* START DATA FOR THIS TASK *
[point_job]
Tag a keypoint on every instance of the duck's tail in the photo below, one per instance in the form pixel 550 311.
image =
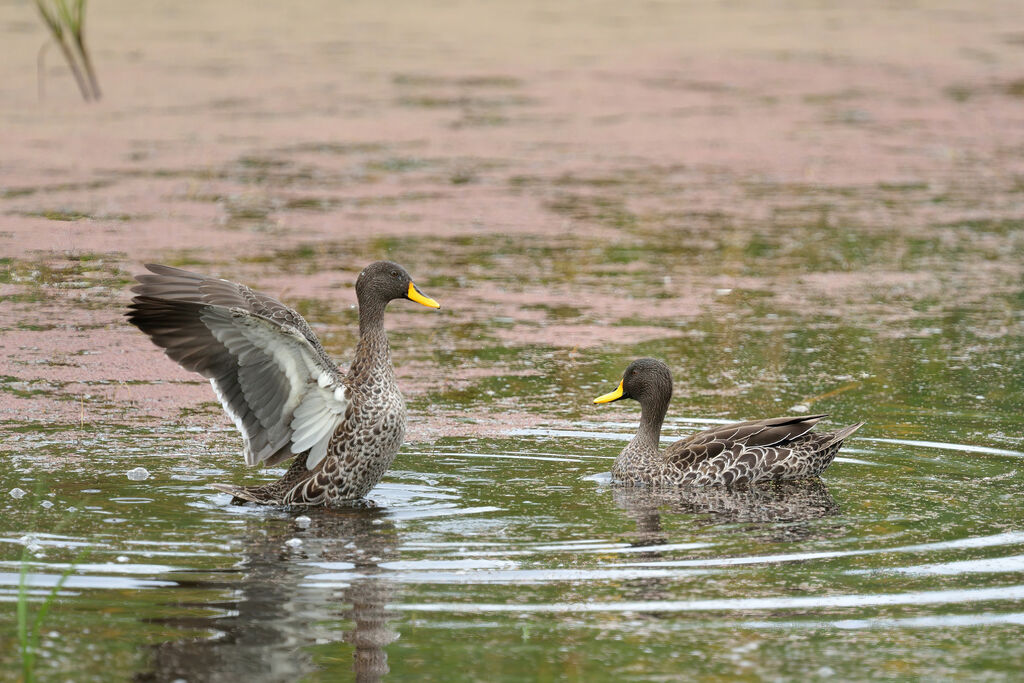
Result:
pixel 243 495
pixel 837 437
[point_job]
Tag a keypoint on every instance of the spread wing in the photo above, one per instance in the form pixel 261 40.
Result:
pixel 264 363
pixel 738 437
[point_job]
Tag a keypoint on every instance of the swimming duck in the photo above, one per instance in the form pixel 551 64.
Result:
pixel 275 381
pixel 739 454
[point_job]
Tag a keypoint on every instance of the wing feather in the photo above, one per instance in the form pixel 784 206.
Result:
pixel 268 371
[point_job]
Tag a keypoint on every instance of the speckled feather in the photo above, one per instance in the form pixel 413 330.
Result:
pixel 255 350
pixel 739 454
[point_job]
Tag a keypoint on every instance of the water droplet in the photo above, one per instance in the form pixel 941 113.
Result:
pixel 138 474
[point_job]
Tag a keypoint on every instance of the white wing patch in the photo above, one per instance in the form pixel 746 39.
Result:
pixel 315 420
pixel 284 383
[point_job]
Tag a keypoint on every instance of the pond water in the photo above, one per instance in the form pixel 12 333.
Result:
pixel 511 557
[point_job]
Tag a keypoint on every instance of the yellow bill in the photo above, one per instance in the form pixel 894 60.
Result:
pixel 608 397
pixel 418 296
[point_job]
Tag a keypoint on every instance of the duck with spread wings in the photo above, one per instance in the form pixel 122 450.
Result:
pixel 275 381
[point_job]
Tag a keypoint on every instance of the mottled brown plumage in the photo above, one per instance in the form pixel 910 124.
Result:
pixel 738 454
pixel 273 378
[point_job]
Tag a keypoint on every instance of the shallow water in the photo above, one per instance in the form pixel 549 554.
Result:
pixel 800 206
pixel 512 557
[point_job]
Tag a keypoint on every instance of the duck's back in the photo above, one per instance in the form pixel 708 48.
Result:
pixel 751 452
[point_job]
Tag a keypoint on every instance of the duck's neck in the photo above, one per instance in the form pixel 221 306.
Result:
pixel 373 354
pixel 642 453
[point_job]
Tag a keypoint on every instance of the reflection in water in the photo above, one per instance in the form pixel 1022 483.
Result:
pixel 777 509
pixel 274 615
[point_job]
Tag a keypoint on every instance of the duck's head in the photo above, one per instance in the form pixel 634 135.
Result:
pixel 646 380
pixel 385 281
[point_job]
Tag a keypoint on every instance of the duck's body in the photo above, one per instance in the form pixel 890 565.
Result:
pixel 274 380
pixel 739 454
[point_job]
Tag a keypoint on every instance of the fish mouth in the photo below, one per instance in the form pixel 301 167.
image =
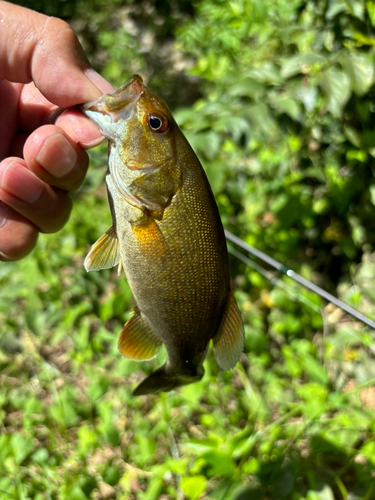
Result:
pixel 116 104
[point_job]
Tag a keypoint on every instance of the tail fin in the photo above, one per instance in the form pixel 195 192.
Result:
pixel 163 381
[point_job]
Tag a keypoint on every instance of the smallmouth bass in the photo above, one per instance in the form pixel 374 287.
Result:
pixel 167 237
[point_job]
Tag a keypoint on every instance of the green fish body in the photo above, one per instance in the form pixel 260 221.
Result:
pixel 167 237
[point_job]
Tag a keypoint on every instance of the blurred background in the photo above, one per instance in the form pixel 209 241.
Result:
pixel 277 99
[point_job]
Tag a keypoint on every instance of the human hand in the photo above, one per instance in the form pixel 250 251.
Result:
pixel 43 70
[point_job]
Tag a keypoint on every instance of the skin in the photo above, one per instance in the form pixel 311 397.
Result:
pixel 43 70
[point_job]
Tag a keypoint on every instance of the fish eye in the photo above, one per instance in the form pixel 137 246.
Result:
pixel 157 123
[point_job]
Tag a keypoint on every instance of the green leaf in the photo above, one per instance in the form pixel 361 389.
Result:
* END DATA FOR THIS TASK *
**EXERCISE INSTRUCTIONS:** Transcribe the entries above verbatim, omitting their pictures.

**SOLUTION TO THE EXERCISE:**
[point_job]
Tag a keypoint on every instance of the duck's tail in the photo below, one per instance in the form pixel 550 311.
image =
Result:
pixel 243 495
pixel 837 437
[point_job]
Tag a keypoint on every instance of the spread wing in the photo above, one per instance in the form pixel 261 40.
Result:
pixel 264 363
pixel 738 437
[point_job]
Tag a keypoint on every instance of the swimming duck in the photo above, one per instance in the form pixel 551 64.
Result:
pixel 275 381
pixel 739 454
[point_job]
Tag a keypoint on every instance of the wing feather in the photo above, one per instance in the form pixel 784 206.
Result:
pixel 268 371
[point_job]
Tag a keypoint on every instance of the speckled feather in the photo above, one per instance in the form pixel 413 330.
Result:
pixel 255 350
pixel 739 454
[point_job]
Tag a keypoint on every instance of the water droplet in the photo above, one per instance in the form pixel 941 113.
Result:
pixel 138 474
[point_job]
Tag a keypoint on every instance of the white wing patch in the photo above, one per instance in the form pixel 746 39.
Result:
pixel 315 420
pixel 284 383
[point_job]
Tag a keypoint on every instance of the pond water in the photo above, one per instance in the form pixel 12 333.
Result:
pixel 511 557
[point_job]
Tag a keypoint on every instance of the yellow bill in the photo above, one per instance in the form pixel 894 60.
Result:
pixel 608 397
pixel 418 296
[point_job]
Tag a keypoint on every instance of the duck with spread wings in the photo above, one per instance in the form pixel 122 450.
Result:
pixel 275 381
[point_job]
Tag a keypoint on every instance of the mottled brown plumage in the photo above, one per instance in the form pixel 910 124.
Result:
pixel 738 454
pixel 273 378
[point_job]
Tag a keypoint on every instance of the shallow water in the photo above, one per instance in the form pixel 549 554.
Result:
pixel 800 206
pixel 512 557
[point_job]
Tag a keypoint on every instance of the duck's back in the photo above, one per instance in the form pixel 708 48.
Result:
pixel 751 452
[point_job]
Tag a keypoint on every instance of the duck's neck in the photo above, one per instance in the form pixel 221 306.
Result:
pixel 373 354
pixel 642 453
[point_job]
Tag a keypoint on every instance of the reflection in water in the photo above, one per instance in the form pixel 1022 483.
Result:
pixel 777 509
pixel 274 615
[point_job]
Tag a keypoint on every instance of the duck's head in the photo above, one per instance in the form pixel 634 135.
Result:
pixel 646 380
pixel 385 281
[point_job]
Tag a keypoint on every instance of the duck's body in the photo above, one per instance in the form pixel 890 565.
Result:
pixel 274 380
pixel 739 454
[point_job]
Tag a keypoint on every instance of the fish mouth in the photo below, one per instance in the form pixel 301 167.
image =
Result:
pixel 116 104
[point_job]
Tag a keypoint on every instance of the tail fin in the photo above, one per instance in the form pixel 195 192.
Result:
pixel 163 381
[point_job]
Tag a keypoint on every instance of the smallmouth bass in the photo above, one per instance in the form pixel 374 287.
Result:
pixel 167 237
[point_job]
Tag a keypoint on every instance of the green fish body in the photo above, one per instance in the form pixel 260 221.
Result:
pixel 167 237
[point_job]
Tag a keypoint on every instance of the blurred background in the photo above, one per instance in the form pixel 209 241.
Result:
pixel 277 99
[point_job]
Tag a keypoint on every instance of the human hand in the photo above, one per instance in the form pixel 250 251.
Result:
pixel 43 70
[point_job]
Tag a keypoint on every instance of the skin in the photo above, one per instance in the form pixel 311 397.
Result:
pixel 43 70
[point_job]
Tag a keypoint on every instance of the fish eye in the photo above, one per instance in the form pixel 137 246.
Result:
pixel 157 123
[point_job]
Tag a keypoint on every instance of the green leaf in the photo above, one per instance in the form pixel 361 389.
Result:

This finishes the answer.